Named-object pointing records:
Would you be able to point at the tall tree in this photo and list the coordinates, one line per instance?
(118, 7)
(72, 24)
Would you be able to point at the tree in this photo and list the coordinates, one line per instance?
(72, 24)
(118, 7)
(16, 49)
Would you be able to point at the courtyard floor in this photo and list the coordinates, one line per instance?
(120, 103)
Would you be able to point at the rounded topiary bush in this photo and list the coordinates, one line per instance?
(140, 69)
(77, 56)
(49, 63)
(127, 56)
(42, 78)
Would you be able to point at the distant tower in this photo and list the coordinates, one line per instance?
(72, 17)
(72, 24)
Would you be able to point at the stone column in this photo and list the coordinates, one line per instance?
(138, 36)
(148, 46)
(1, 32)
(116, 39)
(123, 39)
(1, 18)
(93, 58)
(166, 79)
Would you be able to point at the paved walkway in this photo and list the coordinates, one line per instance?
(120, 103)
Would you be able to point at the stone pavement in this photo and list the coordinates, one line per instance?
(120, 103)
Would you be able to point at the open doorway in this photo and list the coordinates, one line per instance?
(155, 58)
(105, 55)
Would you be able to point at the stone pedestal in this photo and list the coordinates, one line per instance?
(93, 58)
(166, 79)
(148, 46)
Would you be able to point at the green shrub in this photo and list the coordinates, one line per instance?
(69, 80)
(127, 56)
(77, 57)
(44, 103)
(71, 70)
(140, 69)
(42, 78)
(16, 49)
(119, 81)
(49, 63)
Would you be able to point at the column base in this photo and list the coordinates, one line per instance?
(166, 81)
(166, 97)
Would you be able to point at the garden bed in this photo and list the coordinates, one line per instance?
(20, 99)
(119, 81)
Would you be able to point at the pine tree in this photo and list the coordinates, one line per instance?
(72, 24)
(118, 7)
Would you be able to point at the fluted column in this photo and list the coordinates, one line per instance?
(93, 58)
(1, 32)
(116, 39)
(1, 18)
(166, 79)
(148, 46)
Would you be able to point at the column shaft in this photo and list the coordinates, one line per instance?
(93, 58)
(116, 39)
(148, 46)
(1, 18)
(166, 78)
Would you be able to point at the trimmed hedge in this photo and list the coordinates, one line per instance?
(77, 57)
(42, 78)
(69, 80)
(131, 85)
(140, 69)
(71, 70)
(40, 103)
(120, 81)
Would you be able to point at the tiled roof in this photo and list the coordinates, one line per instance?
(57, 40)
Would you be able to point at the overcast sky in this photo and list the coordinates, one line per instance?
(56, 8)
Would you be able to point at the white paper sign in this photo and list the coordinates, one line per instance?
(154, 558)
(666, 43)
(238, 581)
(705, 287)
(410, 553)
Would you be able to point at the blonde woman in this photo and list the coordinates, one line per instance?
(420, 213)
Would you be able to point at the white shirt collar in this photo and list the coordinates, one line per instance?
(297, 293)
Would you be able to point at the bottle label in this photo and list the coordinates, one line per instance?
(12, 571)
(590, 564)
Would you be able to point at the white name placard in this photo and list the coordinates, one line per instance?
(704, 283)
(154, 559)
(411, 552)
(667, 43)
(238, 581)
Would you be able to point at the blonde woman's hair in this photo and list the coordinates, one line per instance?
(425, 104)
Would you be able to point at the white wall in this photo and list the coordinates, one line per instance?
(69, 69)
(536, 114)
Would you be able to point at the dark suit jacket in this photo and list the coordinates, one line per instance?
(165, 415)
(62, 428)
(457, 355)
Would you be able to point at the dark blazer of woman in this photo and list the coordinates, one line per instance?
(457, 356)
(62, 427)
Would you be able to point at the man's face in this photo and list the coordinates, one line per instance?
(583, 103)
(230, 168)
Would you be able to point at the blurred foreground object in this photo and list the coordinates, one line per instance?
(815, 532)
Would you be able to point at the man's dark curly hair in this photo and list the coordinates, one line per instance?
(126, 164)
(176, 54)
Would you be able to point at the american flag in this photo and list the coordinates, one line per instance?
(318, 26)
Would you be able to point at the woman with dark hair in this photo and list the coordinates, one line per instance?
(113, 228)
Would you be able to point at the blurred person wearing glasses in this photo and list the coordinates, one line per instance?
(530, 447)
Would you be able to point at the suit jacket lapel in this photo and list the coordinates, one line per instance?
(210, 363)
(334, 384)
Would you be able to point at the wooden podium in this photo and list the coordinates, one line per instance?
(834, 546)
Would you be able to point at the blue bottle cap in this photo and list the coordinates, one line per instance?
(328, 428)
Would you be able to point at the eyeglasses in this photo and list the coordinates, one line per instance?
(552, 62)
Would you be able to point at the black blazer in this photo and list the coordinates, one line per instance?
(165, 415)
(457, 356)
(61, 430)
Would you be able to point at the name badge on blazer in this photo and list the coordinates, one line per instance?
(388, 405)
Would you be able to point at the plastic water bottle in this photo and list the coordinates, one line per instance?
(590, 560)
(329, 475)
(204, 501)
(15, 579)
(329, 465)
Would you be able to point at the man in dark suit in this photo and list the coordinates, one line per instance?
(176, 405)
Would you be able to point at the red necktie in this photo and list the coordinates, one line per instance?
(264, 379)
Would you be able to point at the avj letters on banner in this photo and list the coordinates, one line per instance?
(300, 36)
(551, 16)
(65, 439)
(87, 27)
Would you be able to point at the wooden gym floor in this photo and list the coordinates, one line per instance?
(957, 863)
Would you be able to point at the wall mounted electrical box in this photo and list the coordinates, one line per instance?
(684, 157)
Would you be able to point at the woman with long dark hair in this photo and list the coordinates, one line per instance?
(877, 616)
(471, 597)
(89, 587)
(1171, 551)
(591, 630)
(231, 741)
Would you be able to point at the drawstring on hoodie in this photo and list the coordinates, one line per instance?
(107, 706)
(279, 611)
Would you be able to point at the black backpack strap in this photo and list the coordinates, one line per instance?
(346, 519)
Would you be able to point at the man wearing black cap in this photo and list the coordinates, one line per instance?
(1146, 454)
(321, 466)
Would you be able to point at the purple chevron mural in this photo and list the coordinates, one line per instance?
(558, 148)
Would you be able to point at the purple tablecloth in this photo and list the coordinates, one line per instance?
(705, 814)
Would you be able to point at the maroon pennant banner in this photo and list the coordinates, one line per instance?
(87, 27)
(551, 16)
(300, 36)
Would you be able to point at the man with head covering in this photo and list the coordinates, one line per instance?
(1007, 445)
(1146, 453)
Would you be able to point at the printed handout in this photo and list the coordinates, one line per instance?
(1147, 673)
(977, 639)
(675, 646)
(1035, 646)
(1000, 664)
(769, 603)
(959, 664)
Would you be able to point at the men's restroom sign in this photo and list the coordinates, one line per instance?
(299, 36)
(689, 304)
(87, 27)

- **TO BE DONE**: Without omitting anything, output the entries exactly.

- **TASK ANSWER**:
Would you be able to point at the tall tree in this photo and list the coordinates, one line per instance?
(118, 7)
(72, 24)
Would you be able to point at the tree in this photo and list the coordinates, one line per instance?
(72, 24)
(118, 7)
(16, 49)
Would you be able to point at the courtyard floor in this photo and list the coordinates, one line per instance?
(120, 103)
Would you be able to point at the rounded topiary bush in this photo and list the coordinates, one line per instance?
(140, 69)
(77, 56)
(49, 63)
(127, 56)
(42, 78)
Would you be able to point at the distant tower in this photo and list the coordinates, one line per instance?
(72, 17)
(72, 24)
Would you be able to point at the stone column in this photo and list the coordinates, one line per instance?
(138, 36)
(148, 46)
(1, 32)
(116, 39)
(123, 39)
(1, 18)
(93, 58)
(166, 79)
Would you be able to point at the paved walkway in this photo and list the coordinates, one line per instance?
(120, 103)
Would you be able to point at the stone pavement in this photo and list the coordinates, one line per instance?
(120, 103)
Would you be able to point at the open doorway in this photo and list the coordinates, one line per instance?
(155, 58)
(105, 55)
Would you be able to point at the stone pedestal in this photo and list the coordinates, one line per instance?
(93, 58)
(166, 79)
(148, 46)
Would you be able to point at the green shrub in this photo and list the coordinates, one line per instance?
(69, 80)
(127, 56)
(77, 57)
(44, 103)
(71, 70)
(140, 69)
(42, 78)
(16, 49)
(119, 81)
(49, 63)
Would you be able to point at the column base in this photo and list the coordinates, one line per instance?
(166, 81)
(166, 97)
Would you be able to point at the garden bed in this photo and list the coordinates, one line per instance?
(20, 99)
(119, 81)
Would you be able to point at the pine tree in this photo and list the coordinates, one line per instance?
(72, 24)
(118, 7)
Would you be able to point at the fluted column in this photo and list the coordinates, one line per instance?
(93, 58)
(1, 32)
(116, 39)
(1, 18)
(166, 79)
(148, 46)
Would you be able to point at the column shaft in this photo and list the coordinates, one line per instance?
(93, 58)
(116, 39)
(148, 46)
(1, 18)
(166, 78)
Would you be able to point at the trimmed hedge in this photo and list the coordinates, one line per instance?
(77, 57)
(42, 78)
(69, 80)
(131, 85)
(140, 69)
(71, 70)
(40, 103)
(120, 81)
Would you be able to point at the tiled roof in this photo and list the coordinates, one line per instance?
(57, 40)
Would you be able to point at the overcast sky in this photo and list the coordinates, one line per instance?
(56, 8)
Would you be able to point at the white paper sign in this photo and list the coordinates, one line per instance?
(154, 558)
(666, 43)
(238, 581)
(705, 287)
(410, 553)
Would you be able to point at the blonde woman in this photo and list the coordinates, one line per instance?
(420, 213)
Would you be able to point at the white shirt collar in this photo and list the coordinates, one line per instance?
(297, 293)
Would you be able to point at the bottle label in this photo and list the coordinates, one line per instance?
(12, 571)
(590, 564)
Would you be able to point at the white name placard in this photo and list the coordinates, one line per instance?
(704, 283)
(154, 559)
(411, 552)
(667, 43)
(238, 581)
Would you be able to point at the blonde woman's hair in this photo and list the coordinates, one line per instance?
(425, 104)
Would you be able to point at the white wall in this photo and list the coordinates, one line per instance?
(69, 69)
(536, 114)
Would you be able to point at the dark suit jacket in this photo and list the coordinates, one line per instance?
(165, 415)
(62, 428)
(457, 355)
Would you be able to point at the dark blazer of woman in this photo and list the coordinates, one line per instance?
(457, 356)
(62, 427)
Would you be able to point at the man's face in this photo and list the coordinates, one line per instance?
(583, 103)
(230, 168)
Would you be able to point at the blurred foreground object in this photo and list the coordinates, one line per instance?
(815, 532)
Would you be able to point at the man's dark curly hair in this photo and list the coordinates, one line per instance?
(126, 164)
(176, 54)
Would you be able to point at the american flag in this photo and list the coordinates, one line per instance?
(318, 26)
Would you be able to point at the woman with dark hair in this photo and list the coordinates, one line per instance?
(113, 228)
Would you be able to point at the blurred person wearing glasses in this photo and list the coordinates, one line per instance?
(530, 447)
Would you be able to point at the suit jacket lapel in this photo and list the coordinates, one line per instance?
(210, 363)
(334, 384)
Would you be able to point at the wooden podium in this photo and list the coordinates, one line per instance?
(834, 546)
Would you be able to point at the blue bottle cap in this photo and list the coordinates, one line per instance?
(328, 428)
Would you be able to point at the eyeglasses in this photo and list the coordinates, one line per instance?
(552, 62)
Would you be able to point at the black blazer in this photo and list the coordinates, one line per instance?
(165, 415)
(457, 356)
(61, 430)
Would you be able to point at the name badge on blazer in this photo and list the coordinates, one line per instance?
(388, 405)
Would you be able to point at the plastic water bottle in this photo and list the coordinates, one line per instance?
(590, 560)
(329, 475)
(204, 501)
(15, 579)
(329, 465)
Would you be able to point at the man in dark suit in this photo and list the coordinates, one line per instance?
(176, 405)
Would you be able to point at the red necktie in this photo and list the coordinates, one line per instance?
(264, 379)
Would you be able to point at the avj letters on banner in this photo and list the coordinates, one line per instance?
(300, 36)
(551, 16)
(65, 439)
(87, 27)
Would you be able to point at the wooden gym floor in this photo and list the coordinates, one line per instance?
(957, 863)
Would you be able to point at the wall mounted electrical box in this photo and list the coordinates, one line per instance?
(684, 157)
Would you be able to point at the woman with long dark hair in this photo and list the coordinates, one line per instance?
(877, 616)
(471, 597)
(89, 587)
(1171, 551)
(591, 630)
(231, 741)
Would you be able to point at the drawstring on hoodie in this photo and list the coordinates, one line per instance?
(107, 706)
(279, 611)
Would you be able to point at the black backpack strap in this photo and list the coordinates, one line per instance?
(346, 519)
Would you be able to point at the man wearing black cap in this photo and list the coordinates, one line per instance?
(1146, 454)
(321, 466)
Would you be able to point at the purple chevron mural in this photo and list the coordinates, one line per instance?
(558, 148)
Would you be able to point at the purple tablecloth in this photo and list the coordinates, one line per instance?
(705, 814)
Would you be able to point at the maroon pennant banner in this photo and list the coordinates, one line per instance?
(87, 27)
(551, 16)
(300, 36)
Would you be able to point at the man with head covering in this photo and list the coordinates, one line per instance?
(1007, 445)
(1146, 453)
Would you be able to point at the printed handout in this photo and list the coordinates, one line per instance?
(1147, 673)
(977, 639)
(675, 646)
(1035, 646)
(1000, 664)
(769, 603)
(959, 664)
Would you be able to point at the men's restroom sign in this photo and list the coordinates, one line per instance?
(299, 36)
(689, 304)
(87, 27)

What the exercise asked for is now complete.